> Problem set:
(1) Copy the part of the 7-Eleven lease excerpt between "The construction addendum" and "develop the property.", inclusive.
(2) Condense the paragraph of the 7-Eleven lease excerpt that begins "The construction addendum to the lease agreement" into a short bulleted list that keeps its main facts.
(3) Translate into Spanish this sentence from the 7-Eleven lease excerpt: "The lease agreement granted 7-Eleven the right to apply for or obtain in NAJDS's name any permits or licenses required by governmental authorities for 7-Eleven to renovate and develop the property."

> Document:
+--

Article 22(c) required each party to “fully cooperate with the other in seeking such permits, approvals and licenses[.]” But it also allowed 7-Eleven to terminate the lease at any time if, in 7- Eleven’s reasonable business judgment, it determined a reasonable likelihood existed that it would not satisfy one or more of the initial conditions precedent in article 22(a), or that “development of the [property] . . . and/or permitting for such development or [7-Eleven’s] intended use shall be commercially and/or economically impractical . . . .”
The construction addendum to the lease agreement granted 7-Eleven the right to make alterations, additions, or to construct new improvements on the leased property at 7-Eleven’s “sole cost and expense.” The addendum further stated 7-Eleven “agrees at its expense to promptly make application for all permits necessary for any construction to be performed by [7-Eleven] on the [leased property] which construction shall be in conformity with the Site Plan and [7-Eleven’s] plans and specifications.” The lease agreement granted 7-Eleven the right to apply for or obtain in NAJDS’s name any permits or licenses required by governmental authorities for 7-Eleven to renovate and develop the property.

+--

> Records supplied:
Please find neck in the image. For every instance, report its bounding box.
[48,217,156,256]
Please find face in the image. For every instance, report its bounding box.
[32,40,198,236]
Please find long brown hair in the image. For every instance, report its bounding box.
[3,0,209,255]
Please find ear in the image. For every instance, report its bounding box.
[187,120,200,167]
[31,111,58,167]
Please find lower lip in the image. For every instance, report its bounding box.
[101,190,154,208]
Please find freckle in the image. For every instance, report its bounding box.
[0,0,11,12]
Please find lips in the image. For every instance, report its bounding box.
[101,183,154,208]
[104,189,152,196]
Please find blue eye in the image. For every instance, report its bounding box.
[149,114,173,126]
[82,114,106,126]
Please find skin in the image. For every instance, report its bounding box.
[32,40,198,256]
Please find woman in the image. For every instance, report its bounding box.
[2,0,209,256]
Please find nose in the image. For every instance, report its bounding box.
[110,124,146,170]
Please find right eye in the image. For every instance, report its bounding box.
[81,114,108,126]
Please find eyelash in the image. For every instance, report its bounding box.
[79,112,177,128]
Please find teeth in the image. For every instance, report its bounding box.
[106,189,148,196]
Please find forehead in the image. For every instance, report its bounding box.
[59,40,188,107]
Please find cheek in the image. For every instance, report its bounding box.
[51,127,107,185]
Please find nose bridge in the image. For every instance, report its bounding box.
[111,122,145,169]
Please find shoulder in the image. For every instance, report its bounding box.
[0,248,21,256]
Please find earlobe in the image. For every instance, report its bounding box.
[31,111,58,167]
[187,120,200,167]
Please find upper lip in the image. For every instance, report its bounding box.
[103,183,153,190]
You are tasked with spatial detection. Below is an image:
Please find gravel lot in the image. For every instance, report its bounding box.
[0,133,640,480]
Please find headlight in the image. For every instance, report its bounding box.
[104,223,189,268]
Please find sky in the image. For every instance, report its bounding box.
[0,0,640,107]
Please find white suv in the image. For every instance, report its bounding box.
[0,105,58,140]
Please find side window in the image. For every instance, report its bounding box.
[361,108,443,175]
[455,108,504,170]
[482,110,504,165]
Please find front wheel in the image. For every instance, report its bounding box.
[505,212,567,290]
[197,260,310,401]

+--

> Answer set:
(1)
The construction addendum to the lease agreement granted 7-Eleven the right to make alterations, additions, or to construct new improvements on the leased property at 7-Eleven’s “sole cost and expense.” The addendum further stated 7-Eleven “agrees at its expense to promptly make application for all permits necessary for any construction to be performed by [7-Eleven] on the [leased property] which construction shall be in conformity with the Site Plan and [7-Eleven’s] plans and specifications.” The lease agreement granted 7-Eleven the right to apply for or obtain in NAJDS’s name any permits or licenses required by governmental authorities for 7-Eleven to renovate and develop the property.

(2)
- 7-Eleven may make alterations or additions to the leased property, or build new improvements on it, at its sole cost and expense.
- At its own expense, 7-Eleven must promptly apply for all permits needed for its construction. That construction must conform to the Site Plan and to 7-Eleven's plans and specifications.
- 7-Eleven may apply for or obtain, in NAJDS's name, any permits or licenses that governmental authorities require for it to renovate and develop the property.

(3) El contrato de arrendamiento otorgaba a 7-Eleven el derecho de solicitar u obtener a nombre de NAJDS cualquier permiso o licencia exigidos por las autoridades gubernamentales para que 7-Eleven renovara y desarrollara la propiedad.